§ TASK OBJECTIVE: Reproduce the text below on hematopoietic stem cell expansion word for word, in full.

(EXERCISE TEXT Opens)

Objective: The absence of effective strategies for the ex vivo expansion of human hematopoietic stem cells (HSCs) limits the development of many cell-based therapies. Prior attempts to stimulate HSC expansion have focused on media supplementation using cytokines and growth factors. In these cultures, cellular and microenvironmental compositions change with time. In this study, the impact of controlling these dynamic changes on HSC output is determined.
Materials and methods: Cord blood-derived lin(-) cells were cultured for 8 days in serum-free medium supplemented with stem cell factor, Flt3 ligand, and thrombopoietin. Functional, phenotypic, and molecular (gene and protein) analyses were used to characterize dynamic changes in cellular and microenvironmental composition. The effects of these changes and the mechanism behind their effects on HSC expansion were assessed using a selection/media exchange-based global culture manipulation (GCM) technique.

(EXERCISE TEXT Closes)
(DATA LISTING Opens)

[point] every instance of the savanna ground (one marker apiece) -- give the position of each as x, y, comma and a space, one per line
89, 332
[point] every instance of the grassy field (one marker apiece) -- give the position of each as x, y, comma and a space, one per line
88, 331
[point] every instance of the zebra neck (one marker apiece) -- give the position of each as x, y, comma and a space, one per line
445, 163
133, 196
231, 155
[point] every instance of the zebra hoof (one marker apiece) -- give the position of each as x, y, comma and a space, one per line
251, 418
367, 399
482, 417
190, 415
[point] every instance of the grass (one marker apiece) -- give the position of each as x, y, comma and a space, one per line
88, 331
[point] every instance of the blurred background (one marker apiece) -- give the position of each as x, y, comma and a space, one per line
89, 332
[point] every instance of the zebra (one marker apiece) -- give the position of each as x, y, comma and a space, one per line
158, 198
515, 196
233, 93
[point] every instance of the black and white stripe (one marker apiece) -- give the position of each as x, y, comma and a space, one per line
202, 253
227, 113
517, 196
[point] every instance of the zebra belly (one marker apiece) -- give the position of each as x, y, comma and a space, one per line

(DATA LISTING Closes)

§ WORKED SOLUTION:
Objective: The absence of effective strategies for the ex vivo expansion of human hematopoietic stem cells (HSCs) limits the development of many cell-based therapies. Prior attempts to stimulate HSC expansion have focused on media supplementation using cytokines and growth factors. In these cultures, cellular and microenvironmental compositions change with time. In this study, the impact of controlling these dynamic changes on HSC output is determined.
Materials and methods: Cord blood-derived lin(-) cells were cultured for 8 days in serum-free medium supplemented with stem cell factor, Flt3 ligand, and thrombopoietin. Functional, phenotypic, and molecular (gene and protein) analyses were used to characterize dynamic changes in cellular and microenvironmental composition. The effects of these changes and the mechanism behind their effects on HSC expansion were assessed using a selection/media exchange-based global culture manipulation (GCM) technique.